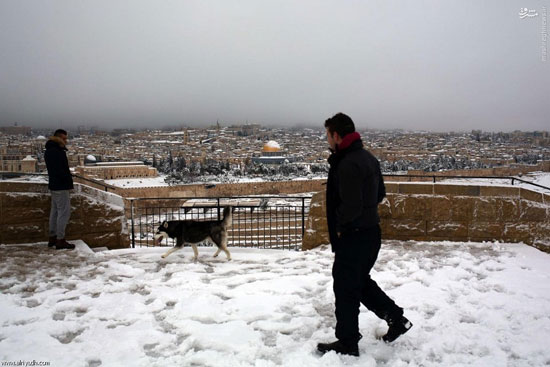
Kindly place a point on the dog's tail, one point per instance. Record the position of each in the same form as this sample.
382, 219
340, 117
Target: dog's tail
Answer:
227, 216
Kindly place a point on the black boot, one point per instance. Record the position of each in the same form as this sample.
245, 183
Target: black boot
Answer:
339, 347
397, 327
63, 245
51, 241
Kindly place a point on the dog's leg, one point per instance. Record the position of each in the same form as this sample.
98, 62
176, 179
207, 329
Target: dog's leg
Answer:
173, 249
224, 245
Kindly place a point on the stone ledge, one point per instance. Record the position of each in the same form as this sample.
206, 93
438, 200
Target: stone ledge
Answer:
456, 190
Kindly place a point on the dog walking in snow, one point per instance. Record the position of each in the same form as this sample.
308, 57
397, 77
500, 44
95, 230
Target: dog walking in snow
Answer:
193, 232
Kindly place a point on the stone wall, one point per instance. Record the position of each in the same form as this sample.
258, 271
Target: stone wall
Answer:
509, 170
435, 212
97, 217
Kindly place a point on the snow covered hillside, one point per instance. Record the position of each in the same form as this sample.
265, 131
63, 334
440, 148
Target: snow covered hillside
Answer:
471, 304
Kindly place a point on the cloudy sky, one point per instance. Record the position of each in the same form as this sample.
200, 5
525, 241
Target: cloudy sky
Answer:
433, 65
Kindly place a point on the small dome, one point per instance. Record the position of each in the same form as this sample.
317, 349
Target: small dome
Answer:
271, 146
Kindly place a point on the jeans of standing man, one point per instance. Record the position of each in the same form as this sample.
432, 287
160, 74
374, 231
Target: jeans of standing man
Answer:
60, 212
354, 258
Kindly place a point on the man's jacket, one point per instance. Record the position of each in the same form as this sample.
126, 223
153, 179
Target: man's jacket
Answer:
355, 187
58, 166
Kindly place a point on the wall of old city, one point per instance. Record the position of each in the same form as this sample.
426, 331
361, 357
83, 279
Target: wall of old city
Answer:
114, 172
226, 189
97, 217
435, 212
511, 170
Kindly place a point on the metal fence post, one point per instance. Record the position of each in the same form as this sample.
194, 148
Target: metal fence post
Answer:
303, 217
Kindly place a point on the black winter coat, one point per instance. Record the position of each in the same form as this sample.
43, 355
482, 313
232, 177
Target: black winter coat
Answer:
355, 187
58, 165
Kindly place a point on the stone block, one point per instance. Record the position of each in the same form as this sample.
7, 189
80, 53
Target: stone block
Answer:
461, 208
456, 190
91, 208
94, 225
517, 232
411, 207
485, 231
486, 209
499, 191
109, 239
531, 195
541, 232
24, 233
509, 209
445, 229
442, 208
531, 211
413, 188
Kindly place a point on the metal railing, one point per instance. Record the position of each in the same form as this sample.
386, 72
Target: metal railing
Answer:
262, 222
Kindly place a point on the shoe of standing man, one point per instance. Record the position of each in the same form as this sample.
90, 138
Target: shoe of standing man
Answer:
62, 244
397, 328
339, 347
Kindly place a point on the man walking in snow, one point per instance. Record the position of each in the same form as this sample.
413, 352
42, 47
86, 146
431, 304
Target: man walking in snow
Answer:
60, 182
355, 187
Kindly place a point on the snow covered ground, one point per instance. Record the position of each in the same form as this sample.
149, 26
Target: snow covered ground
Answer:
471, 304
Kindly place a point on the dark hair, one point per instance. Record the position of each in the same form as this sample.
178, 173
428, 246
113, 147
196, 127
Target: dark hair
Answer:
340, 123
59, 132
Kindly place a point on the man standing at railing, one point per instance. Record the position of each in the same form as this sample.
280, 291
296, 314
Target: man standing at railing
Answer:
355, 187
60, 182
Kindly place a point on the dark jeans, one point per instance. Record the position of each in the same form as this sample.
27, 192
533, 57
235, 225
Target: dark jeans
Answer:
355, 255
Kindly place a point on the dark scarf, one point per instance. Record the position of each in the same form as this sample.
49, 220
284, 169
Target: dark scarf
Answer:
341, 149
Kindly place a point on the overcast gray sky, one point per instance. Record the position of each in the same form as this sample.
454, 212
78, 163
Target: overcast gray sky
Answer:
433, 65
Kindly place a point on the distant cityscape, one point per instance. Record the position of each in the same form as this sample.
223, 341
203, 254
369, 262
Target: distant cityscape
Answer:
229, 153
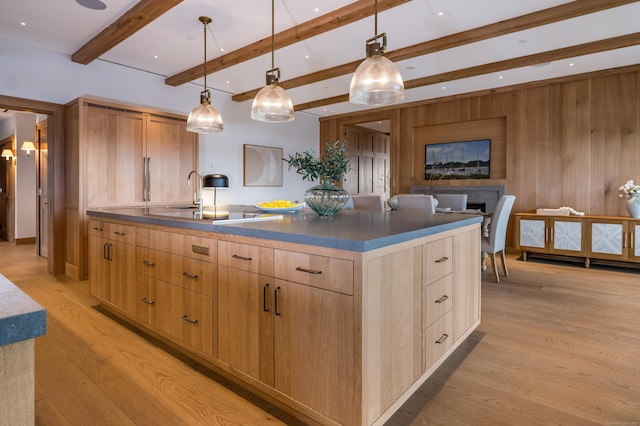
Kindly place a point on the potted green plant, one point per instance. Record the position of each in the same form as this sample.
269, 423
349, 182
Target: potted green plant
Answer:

How to complete this task:
Lines of the listing above that contain the word "metal" should all be returned.

Your response:
Kindly place a point on the metal fence post, one point per instance. Record the position of each in the same form as this sample.
Target: metal fence post
Kindly place a point on the metal railing, one point per instance. Record the position of each in the same form as this sample.
Target: metal railing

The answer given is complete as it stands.